(ESTRATTO SELEZIONATO):

Alcuni degli effetti del cambiamento climatico sono facili da vedere: case distrutte, persone spazzate via nelle strade allagate, raccolti che appassiscono a causa della siccità. Altri effetti, come la perdita della lingua, sono meno tangibili e più complicati ma anche devastanti. Ha qualche esempio eclatante da evidenziarci?
Il discorso sul cambiamento climatico e lingua non ha ancora raggiunto gli apici dell’agenda popolare e politica in materia. Credo sia solo una questione di tempo. E’ certamente vero che “misurare” gli effetti del clima su una lingua è forse più difficile che misurarne gli effetti tangibili sul territorio o sulle persone (appunto, case distrutte, allagamenti, tempeste, uragani, ecc.). Però stiamo cominciando a vedere alcune di queste conseguenze… Pensiamo a Vanuatu, menzionata prima. Vanuatu sta lentamente venendo sommersa a causa dell’innalzamento degli oceani. La salinità dell’acqua ha già raggiunto livelli talmente alti da rendere non potabili gran parte delle riserve idriche dell’isola. Quando – perché purtroppo non è un “se” ma un “quando” – Vanuatu finirà sommersa e la popolazione locale dislocata cosa succederà alle sue 110 lingue? Invariabilmente molte di queste andranno perse per sempre e con loro una visione unica di quella parte di mondo.

(ATTIVITÀ DA SVOLGERE):
1) Riassumi l'estratto in due frasi.
2) Rispondi a queste domande sull'estratto:
(a) Quale effetto meno tangibile del cambiamento climatico viene nominato all'inizio?
(b) Che cosa ha reso non potabili gran parte delle riserve idriche di Vanuatu?
(c) Quante lingue ha Vanuatu?

(Voci di dati):
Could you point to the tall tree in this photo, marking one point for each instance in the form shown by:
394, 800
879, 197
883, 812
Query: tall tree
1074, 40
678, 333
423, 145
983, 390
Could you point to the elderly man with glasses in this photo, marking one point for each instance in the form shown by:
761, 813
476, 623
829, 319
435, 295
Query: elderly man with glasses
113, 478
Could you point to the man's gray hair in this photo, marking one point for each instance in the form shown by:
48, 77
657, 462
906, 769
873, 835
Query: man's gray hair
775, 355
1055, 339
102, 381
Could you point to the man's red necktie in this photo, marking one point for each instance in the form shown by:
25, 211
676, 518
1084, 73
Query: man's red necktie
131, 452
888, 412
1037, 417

(ESERCIZIO SVOLTO):
1) Gli effetti del cambiamento climatico su una lingua sono più difficili da misurare di quelli tangibili, e il tema non ha ancora raggiunto gli apici dell'agenda popolare e politica. Vanuatu, che sta venendo sommersa dall'innalzamento degli oceani, ne è un esempio: quando la popolazione sarà dislocata, molte delle sue 110 lingue andranno perse per sempre.

2)
(a) La perdita della lingua.
(b) La salinità dell'acqua.
(c) 110.